"""

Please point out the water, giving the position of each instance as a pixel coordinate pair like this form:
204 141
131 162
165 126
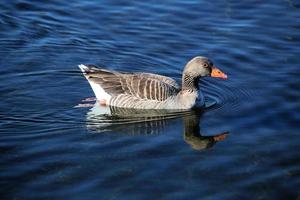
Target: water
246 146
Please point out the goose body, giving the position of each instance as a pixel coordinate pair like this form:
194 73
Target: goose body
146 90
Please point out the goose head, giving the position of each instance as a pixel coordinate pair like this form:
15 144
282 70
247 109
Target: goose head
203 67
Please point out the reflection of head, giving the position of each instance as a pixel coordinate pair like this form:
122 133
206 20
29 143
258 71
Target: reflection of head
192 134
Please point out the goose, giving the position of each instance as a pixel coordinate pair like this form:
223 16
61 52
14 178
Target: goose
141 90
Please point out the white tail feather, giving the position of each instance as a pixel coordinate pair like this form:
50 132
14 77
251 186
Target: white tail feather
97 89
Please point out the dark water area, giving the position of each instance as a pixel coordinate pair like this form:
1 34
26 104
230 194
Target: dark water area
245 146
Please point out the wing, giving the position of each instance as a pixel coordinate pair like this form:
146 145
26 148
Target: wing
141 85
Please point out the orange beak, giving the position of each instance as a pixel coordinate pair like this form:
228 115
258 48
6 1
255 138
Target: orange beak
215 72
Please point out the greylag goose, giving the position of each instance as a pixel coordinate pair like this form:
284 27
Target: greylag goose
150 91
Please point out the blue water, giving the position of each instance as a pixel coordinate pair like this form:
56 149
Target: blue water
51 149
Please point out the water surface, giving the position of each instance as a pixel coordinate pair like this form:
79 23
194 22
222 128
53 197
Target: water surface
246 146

"""
"""

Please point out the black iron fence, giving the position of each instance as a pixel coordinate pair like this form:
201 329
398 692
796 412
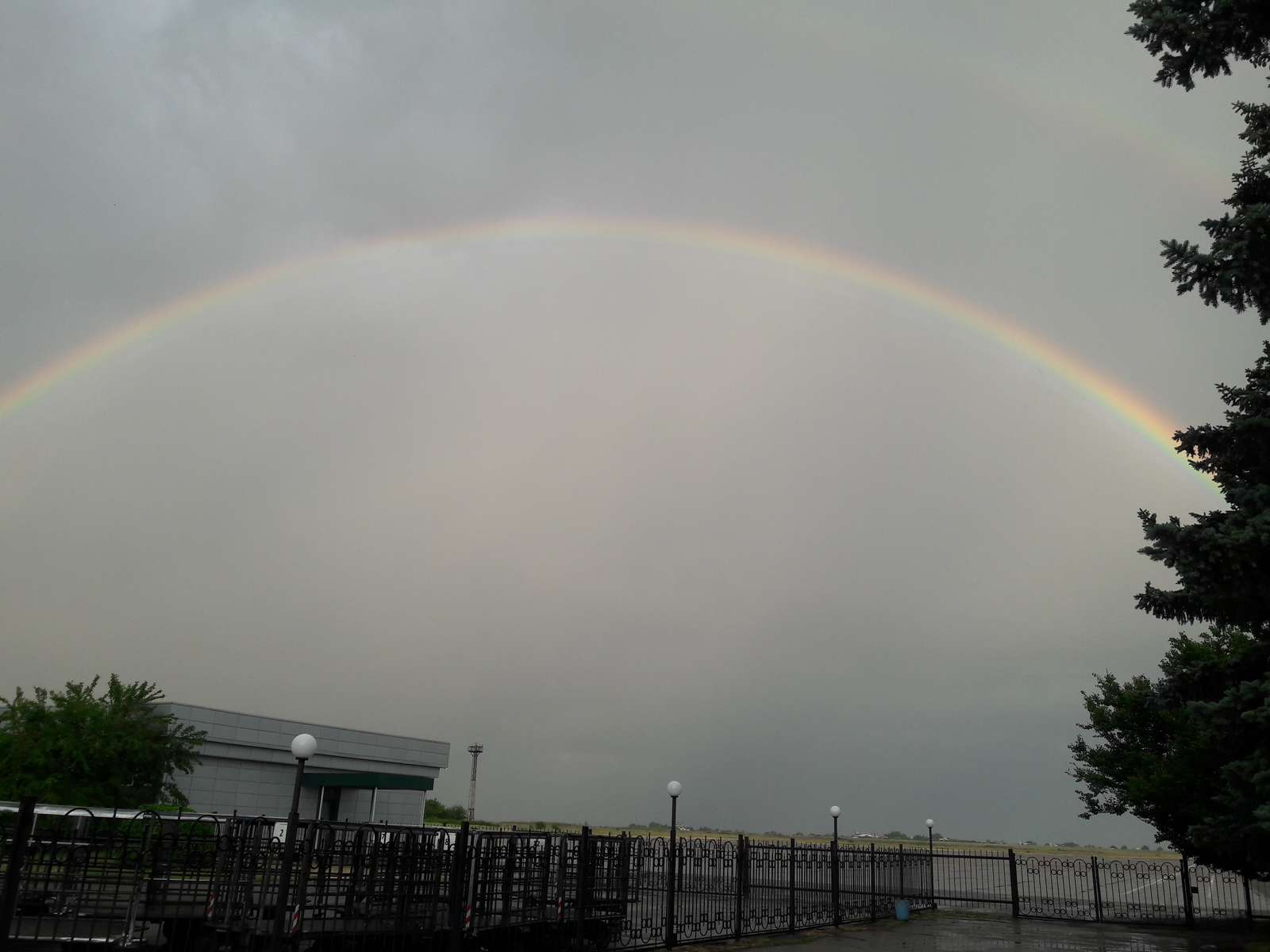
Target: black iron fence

"""
"""

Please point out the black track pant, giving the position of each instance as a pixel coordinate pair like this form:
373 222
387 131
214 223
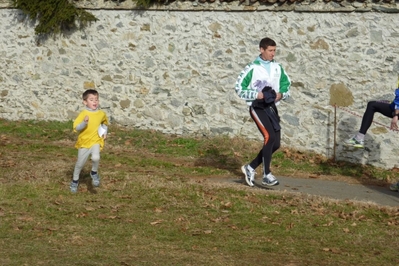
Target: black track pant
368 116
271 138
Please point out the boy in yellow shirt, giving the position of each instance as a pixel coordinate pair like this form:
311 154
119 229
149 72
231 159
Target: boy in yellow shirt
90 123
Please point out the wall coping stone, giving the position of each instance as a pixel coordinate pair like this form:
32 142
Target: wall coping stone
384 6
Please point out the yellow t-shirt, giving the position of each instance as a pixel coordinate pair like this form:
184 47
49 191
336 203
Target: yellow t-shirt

"""

Copy out the material from the line with "Please point out the wall" through the line with "Target: yellow t-shirt", both included and nothing else, requests and all. Raise every coordinate in the answer points by 150, and leave the requests and their sample pairs as they are.

Please point out the wall coping stone, giving the position of each instance as a pixel coordinate pair like this form:
32 142
Target: wall coping stone
534 156
Please point out the yellow t-shirt, giving the position of each instance as a pixel coordinate pair like this form:
184 47
49 191
336 203
Target: yellow t-shirt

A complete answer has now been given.